Rewrite every line of the records below as a numbered list, omitting any blank lines.

Position identification records:

....

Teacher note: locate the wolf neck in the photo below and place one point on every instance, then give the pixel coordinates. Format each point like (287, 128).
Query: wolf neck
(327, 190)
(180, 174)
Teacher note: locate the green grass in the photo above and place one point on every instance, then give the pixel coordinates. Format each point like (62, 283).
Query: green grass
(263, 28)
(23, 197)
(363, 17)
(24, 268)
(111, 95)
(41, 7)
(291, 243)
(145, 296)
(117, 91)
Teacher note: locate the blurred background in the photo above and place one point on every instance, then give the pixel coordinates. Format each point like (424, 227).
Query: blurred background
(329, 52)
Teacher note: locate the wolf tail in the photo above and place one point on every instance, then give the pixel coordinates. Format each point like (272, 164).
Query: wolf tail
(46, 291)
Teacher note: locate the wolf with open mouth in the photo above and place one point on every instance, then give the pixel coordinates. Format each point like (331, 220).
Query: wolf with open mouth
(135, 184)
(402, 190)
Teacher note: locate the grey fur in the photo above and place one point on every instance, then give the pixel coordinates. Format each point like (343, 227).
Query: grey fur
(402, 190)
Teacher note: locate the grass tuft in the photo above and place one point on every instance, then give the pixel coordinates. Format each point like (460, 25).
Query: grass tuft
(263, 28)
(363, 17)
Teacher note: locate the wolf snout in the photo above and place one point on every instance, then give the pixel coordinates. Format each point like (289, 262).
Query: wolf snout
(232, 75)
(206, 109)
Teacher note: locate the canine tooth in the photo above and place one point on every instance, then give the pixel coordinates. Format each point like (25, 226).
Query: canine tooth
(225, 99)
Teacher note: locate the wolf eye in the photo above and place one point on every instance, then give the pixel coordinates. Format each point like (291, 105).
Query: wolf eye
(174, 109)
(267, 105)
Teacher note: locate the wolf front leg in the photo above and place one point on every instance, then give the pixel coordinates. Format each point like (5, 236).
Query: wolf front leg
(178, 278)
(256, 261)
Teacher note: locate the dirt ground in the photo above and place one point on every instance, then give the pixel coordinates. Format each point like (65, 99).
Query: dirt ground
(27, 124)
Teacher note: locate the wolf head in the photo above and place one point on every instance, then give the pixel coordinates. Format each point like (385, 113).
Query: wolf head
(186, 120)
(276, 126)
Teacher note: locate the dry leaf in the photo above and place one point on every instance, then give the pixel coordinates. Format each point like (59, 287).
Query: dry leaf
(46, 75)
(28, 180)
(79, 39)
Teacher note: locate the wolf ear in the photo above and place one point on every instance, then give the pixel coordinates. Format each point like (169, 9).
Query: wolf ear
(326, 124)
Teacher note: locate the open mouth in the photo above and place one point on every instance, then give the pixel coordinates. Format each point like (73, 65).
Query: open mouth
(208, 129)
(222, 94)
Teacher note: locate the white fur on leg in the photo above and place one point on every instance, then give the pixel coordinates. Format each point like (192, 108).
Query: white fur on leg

....

### [Completed task]
1. Teacher note: locate the wolf neck in the photo below and place one point on every instance, then give the pixel coordinates. Format each point like (287, 128).
2. Query: wolf neck
3. (327, 190)
4. (180, 174)
5. Teacher note: locate the green grass in the photo above and place one point on every instance, then give the pixel coordinates. Format each point like (62, 283).
6. Query: green grass
7. (263, 28)
8. (23, 197)
9. (363, 17)
10. (24, 268)
11. (111, 95)
12. (41, 7)
13. (291, 243)
14. (145, 296)
15. (117, 91)
16. Teacher note: locate the blurred background in the photo above and place one point on every instance, then give the pixel coordinates. Format each point like (424, 227).
17. Query: blurred background
18. (329, 52)
19. Teacher note: locate the wolf tail in the photo above and place one point on every instance, then give the pixel coordinates. Format each point like (272, 164).
20. Query: wolf tail
21. (46, 291)
22. Teacher note: locate the wolf with open mouth in the photo above and place one point on every instance, then give the pixel coordinates. Format each point like (331, 220).
23. Query: wolf with open mouth
24. (135, 184)
25. (402, 190)
26. Teacher note: locate the grey fur in the photo above and place one point on every instance, then give the pixel coordinates. Format each point like (343, 227).
27. Query: grey fur
28. (402, 190)
29. Teacher note: locate the grass tuft in the photo above and place one point on every instance, then give the pixel coordinates. Format each point like (460, 25).
30. Query: grass tuft
31. (263, 28)
32. (363, 17)
33. Teacher note: locate the wolf snout in the photo above and place one point on every instance, then give the pixel coordinates. Format each point like (289, 262).
34. Query: wolf snout
35. (232, 75)
36. (206, 109)
37. Teacher note: locate the canine tooth in the photo above and place one point on every instance, then give the pixel coordinates. Format each point like (25, 226).
38. Query: canine tooth
39. (225, 99)
40. Teacher note: locate the wolf eye in the photo above and place one point on every instance, then give the pixel coordinates. Format each point like (291, 105).
41. Query: wolf eye
42. (174, 109)
43. (267, 105)
44. Teacher note: locate the wolf front leg in the photo above and place one point on every instance, then give the pixel coordinates. Format each point like (5, 236).
45. Query: wolf front leg
46. (178, 278)
47. (256, 261)
48. Teacher note: locate the dirt ground in the photo above and place one point on every instance, then give the pixel coordinates. Format each point like (65, 99).
49. Query: dirt ground
50. (27, 124)
51. Teacher note: locate the wolf head in the photo above and place one point on every instance, then give the pixel coordinates. Format each point like (385, 113).
52. Query: wolf head
53. (186, 120)
54. (276, 126)
55. Teacher note: locate the dry leaf in the photo above and place one point on every instance, then give the pixel coordinates. Format each point like (59, 287).
56. Query: dry leaf
57. (46, 75)
58. (28, 180)
59. (79, 39)
60. Teacher note: locate the wolf ear in the photo above and place one point on every instance, then give the pixel coordinates. Format each point like (169, 9).
61. Query: wolf ear
62. (326, 124)
63. Teacher note: locate the open mouth in the photo above and place one point on every instance, then give the pixel coordinates. Format each point like (73, 65).
64. Query: open mouth
65. (208, 129)
66. (222, 94)
67. Teacher note: locate the white fur on leg in the photo above and place one point on every instance, then give the pixel coordinates. Format each point like (192, 108).
68. Query: white fur on leg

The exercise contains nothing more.